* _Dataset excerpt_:
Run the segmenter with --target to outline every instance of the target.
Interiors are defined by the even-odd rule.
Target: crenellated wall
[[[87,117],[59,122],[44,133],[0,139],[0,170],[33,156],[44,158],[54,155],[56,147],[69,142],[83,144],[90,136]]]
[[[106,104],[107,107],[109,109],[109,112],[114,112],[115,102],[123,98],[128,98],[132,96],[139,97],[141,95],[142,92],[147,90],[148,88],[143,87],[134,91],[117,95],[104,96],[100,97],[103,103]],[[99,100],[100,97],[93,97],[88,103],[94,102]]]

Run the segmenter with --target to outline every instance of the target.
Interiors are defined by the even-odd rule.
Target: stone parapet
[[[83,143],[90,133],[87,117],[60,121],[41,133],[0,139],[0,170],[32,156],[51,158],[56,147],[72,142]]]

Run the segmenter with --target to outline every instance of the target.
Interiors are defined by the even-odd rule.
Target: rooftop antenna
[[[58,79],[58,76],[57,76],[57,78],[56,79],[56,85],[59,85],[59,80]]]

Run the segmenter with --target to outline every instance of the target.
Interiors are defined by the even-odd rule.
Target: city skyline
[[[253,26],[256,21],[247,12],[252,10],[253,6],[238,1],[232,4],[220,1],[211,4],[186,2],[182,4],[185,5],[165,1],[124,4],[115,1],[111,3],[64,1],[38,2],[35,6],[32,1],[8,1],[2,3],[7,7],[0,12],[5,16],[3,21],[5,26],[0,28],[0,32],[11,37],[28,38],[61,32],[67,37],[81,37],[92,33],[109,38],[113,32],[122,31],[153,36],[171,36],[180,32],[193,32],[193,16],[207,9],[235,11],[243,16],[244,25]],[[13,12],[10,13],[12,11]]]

* _Job_: Can you revise all the items above so that "even-odd rule" reads "nonzero winding rule" everywhere, with nothing else altered?

* _Result_:
Run the segmenter with --target to outline every instance of the target.
Interiors are defined by the nonzero winding rule.
Target: crenellated wall
[[[87,117],[59,122],[44,133],[0,139],[0,170],[33,156],[44,158],[54,155],[56,147],[69,142],[83,144],[90,136]]]
[[[106,104],[107,107],[109,109],[109,112],[114,112],[115,102],[123,98],[128,98],[132,96],[139,97],[141,95],[142,92],[147,90],[148,88],[143,87],[134,91],[117,95],[104,96],[100,97],[103,103]],[[99,100],[100,97],[93,97],[88,103],[94,102]]]

Run the segmenter with --target to outline every instance of the target.
Interiors are defined by the nonzero winding rule.
Target: stone parapet
[[[83,143],[90,133],[87,117],[60,121],[41,133],[0,139],[0,170],[32,156],[51,158],[56,147],[72,142]]]

Run the segmenter with --target to outline every instance of the target.
Interiors are defined by the nonzero winding rule.
Target: rooftop antenna
[[[58,79],[58,76],[57,76],[57,78],[56,79],[56,85],[59,85],[59,80]]]

Run the segmenter with --target to outline every instance of the target.
Interiors are defined by the nonzero winding rule.
Target: city skyline
[[[253,26],[256,21],[247,12],[252,10],[253,6],[238,1],[232,4],[220,1],[211,4],[186,2],[182,4],[185,5],[165,1],[124,4],[115,1],[111,3],[64,1],[38,2],[35,6],[32,1],[8,1],[2,3],[7,7],[0,12],[5,16],[3,21],[5,26],[0,28],[0,32],[11,37],[28,38],[61,32],[67,37],[81,37],[92,33],[109,38],[113,32],[122,31],[153,36],[171,36],[180,32],[193,32],[193,16],[207,9],[235,11],[243,16],[244,25]],[[13,12],[10,13],[12,11]]]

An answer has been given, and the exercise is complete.